WHAT IS EXPECTED: Search the records for the word "browned". Copy every line where it appears.

THE INPUT:

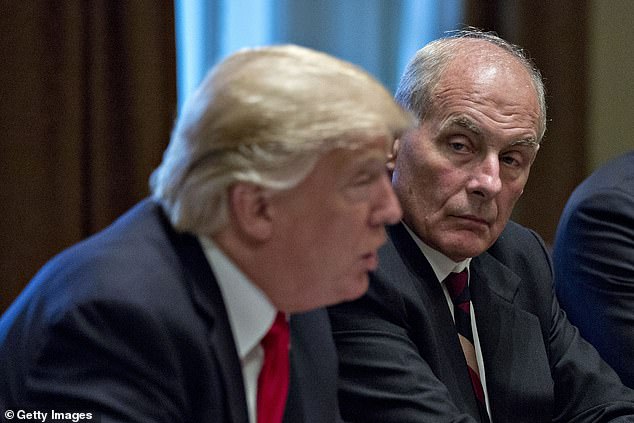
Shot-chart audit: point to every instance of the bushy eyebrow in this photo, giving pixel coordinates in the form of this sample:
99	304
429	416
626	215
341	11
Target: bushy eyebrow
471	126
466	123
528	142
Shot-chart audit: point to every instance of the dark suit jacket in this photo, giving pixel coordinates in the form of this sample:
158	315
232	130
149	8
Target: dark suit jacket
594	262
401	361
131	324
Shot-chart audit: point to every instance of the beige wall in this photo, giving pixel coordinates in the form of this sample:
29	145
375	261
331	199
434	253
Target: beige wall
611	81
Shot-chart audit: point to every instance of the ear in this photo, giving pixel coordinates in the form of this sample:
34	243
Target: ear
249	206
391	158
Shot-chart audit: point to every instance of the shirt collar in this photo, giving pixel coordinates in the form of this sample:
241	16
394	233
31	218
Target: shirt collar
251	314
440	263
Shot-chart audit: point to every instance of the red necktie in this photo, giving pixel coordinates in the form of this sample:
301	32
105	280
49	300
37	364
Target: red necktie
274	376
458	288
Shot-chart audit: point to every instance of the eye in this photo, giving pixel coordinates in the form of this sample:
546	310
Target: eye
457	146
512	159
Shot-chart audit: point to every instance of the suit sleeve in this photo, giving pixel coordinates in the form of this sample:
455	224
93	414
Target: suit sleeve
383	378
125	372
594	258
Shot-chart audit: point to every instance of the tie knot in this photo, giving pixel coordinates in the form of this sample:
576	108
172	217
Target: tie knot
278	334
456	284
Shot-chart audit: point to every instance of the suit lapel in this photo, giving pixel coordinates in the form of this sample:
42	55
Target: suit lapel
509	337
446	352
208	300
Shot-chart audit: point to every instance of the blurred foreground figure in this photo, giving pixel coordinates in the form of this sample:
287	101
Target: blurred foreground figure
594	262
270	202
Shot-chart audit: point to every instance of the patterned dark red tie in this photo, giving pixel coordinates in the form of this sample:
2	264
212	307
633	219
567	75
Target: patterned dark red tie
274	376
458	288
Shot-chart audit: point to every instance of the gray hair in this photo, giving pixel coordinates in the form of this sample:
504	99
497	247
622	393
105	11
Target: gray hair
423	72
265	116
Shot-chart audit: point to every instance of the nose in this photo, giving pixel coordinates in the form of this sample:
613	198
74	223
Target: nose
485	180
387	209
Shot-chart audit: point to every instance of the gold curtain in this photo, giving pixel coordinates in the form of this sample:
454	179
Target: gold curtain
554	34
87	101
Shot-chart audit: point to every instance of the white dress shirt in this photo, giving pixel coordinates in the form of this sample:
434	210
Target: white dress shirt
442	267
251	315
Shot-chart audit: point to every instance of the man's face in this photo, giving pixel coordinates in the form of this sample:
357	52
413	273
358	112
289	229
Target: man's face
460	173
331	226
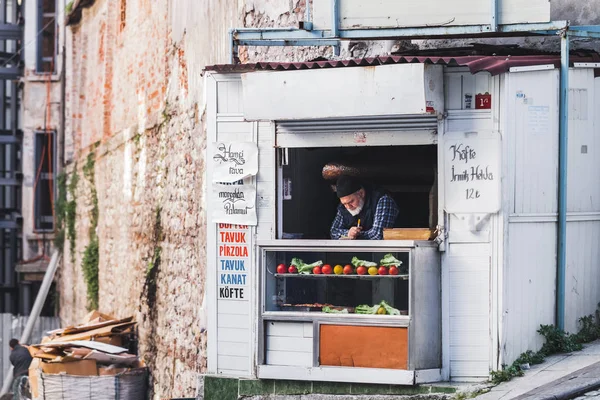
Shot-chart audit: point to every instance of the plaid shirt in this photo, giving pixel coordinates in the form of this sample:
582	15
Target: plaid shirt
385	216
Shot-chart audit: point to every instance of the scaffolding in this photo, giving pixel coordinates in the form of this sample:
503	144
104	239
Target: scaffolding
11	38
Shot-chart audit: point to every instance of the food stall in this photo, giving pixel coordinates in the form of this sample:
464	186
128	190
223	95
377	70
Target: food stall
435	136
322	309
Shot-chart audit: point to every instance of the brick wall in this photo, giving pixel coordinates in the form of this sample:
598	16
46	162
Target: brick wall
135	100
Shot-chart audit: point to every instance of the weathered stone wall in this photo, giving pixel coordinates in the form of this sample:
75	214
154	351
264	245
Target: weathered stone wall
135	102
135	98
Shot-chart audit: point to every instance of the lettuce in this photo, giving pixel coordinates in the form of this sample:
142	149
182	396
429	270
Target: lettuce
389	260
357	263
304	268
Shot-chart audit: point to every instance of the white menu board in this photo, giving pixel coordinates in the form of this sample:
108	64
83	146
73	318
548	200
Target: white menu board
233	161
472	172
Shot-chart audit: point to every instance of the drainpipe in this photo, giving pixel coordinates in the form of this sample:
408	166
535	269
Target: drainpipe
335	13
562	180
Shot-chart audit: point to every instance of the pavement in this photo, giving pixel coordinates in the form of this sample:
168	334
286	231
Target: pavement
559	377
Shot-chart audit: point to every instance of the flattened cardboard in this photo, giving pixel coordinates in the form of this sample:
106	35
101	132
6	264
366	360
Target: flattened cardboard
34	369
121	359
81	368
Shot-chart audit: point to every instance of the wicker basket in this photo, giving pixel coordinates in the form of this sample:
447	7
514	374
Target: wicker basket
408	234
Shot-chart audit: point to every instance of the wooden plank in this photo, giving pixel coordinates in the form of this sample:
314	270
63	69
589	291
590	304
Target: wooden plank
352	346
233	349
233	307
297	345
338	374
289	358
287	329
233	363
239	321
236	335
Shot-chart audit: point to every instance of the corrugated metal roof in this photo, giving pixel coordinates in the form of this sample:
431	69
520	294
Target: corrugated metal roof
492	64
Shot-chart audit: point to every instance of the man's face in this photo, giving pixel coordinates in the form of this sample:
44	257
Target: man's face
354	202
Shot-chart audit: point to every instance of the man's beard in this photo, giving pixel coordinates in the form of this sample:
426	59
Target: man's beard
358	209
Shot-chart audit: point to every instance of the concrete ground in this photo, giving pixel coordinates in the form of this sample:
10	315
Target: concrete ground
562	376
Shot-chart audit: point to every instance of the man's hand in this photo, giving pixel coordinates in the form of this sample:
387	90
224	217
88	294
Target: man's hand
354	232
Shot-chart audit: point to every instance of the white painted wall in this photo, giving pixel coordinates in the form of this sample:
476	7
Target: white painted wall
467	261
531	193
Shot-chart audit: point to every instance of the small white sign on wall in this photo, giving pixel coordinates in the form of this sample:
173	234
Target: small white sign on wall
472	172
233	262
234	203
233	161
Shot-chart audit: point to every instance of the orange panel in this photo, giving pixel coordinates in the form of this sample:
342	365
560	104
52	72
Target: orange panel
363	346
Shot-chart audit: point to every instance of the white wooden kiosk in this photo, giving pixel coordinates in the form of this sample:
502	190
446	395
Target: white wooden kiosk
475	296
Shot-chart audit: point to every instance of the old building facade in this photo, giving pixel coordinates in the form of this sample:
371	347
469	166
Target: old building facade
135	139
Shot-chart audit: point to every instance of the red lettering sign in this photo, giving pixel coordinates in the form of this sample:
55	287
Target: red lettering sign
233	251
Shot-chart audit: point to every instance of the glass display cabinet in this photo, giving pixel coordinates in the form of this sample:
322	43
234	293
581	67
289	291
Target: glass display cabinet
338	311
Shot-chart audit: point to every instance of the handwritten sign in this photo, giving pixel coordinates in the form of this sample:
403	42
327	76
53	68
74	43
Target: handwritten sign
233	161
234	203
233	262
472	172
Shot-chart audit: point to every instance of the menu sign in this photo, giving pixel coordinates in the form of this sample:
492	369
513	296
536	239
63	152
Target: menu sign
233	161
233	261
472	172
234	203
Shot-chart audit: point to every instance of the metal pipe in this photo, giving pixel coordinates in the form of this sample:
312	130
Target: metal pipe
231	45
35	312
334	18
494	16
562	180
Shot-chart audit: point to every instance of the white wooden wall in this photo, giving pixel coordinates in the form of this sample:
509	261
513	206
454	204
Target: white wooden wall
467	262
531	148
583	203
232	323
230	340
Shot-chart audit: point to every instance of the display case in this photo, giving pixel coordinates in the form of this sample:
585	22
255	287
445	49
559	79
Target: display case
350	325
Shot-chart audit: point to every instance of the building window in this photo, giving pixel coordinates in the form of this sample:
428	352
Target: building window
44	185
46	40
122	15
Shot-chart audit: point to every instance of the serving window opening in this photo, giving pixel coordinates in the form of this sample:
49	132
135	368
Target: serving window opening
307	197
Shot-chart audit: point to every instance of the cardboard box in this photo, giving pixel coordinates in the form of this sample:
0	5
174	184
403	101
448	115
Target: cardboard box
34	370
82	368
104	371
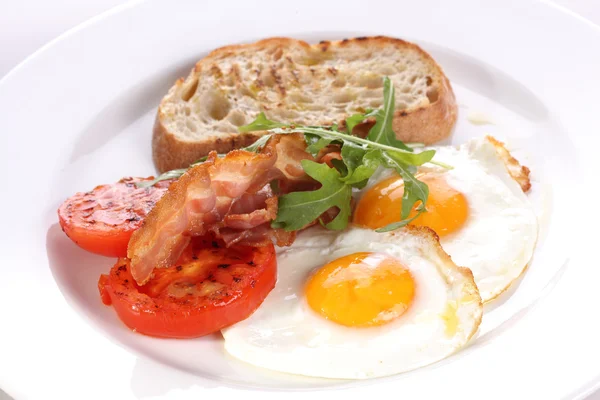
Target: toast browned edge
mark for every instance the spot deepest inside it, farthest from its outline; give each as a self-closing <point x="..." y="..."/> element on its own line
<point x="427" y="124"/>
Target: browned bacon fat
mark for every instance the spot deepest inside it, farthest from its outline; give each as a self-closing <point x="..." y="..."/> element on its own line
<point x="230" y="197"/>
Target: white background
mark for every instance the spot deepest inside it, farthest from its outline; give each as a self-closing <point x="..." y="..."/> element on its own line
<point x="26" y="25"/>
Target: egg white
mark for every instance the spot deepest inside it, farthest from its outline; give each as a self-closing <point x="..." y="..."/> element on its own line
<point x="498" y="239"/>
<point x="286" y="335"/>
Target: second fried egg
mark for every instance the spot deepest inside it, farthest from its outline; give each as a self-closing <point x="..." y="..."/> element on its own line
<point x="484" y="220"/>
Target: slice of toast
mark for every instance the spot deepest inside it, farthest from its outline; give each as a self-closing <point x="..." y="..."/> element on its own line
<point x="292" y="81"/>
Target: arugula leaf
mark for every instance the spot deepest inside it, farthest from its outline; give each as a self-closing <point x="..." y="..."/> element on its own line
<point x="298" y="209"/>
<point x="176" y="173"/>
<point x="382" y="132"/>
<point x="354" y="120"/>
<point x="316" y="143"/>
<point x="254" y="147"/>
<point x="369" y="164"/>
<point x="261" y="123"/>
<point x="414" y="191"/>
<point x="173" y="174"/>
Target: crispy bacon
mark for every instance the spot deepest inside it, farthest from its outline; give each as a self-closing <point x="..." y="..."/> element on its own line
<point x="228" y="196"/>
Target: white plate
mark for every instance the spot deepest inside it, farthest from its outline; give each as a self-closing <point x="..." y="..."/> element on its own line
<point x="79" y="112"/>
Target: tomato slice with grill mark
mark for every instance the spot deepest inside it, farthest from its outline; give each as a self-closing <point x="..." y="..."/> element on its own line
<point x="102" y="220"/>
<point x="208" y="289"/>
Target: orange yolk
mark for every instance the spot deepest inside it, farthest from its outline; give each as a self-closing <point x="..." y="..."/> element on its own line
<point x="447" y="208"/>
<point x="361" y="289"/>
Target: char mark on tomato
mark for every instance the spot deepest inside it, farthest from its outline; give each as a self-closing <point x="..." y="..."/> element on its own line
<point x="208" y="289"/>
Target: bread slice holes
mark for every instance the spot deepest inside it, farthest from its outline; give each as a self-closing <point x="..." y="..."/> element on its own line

EXERCISE RESULT:
Target: toast browned edge
Target: browned bacon fat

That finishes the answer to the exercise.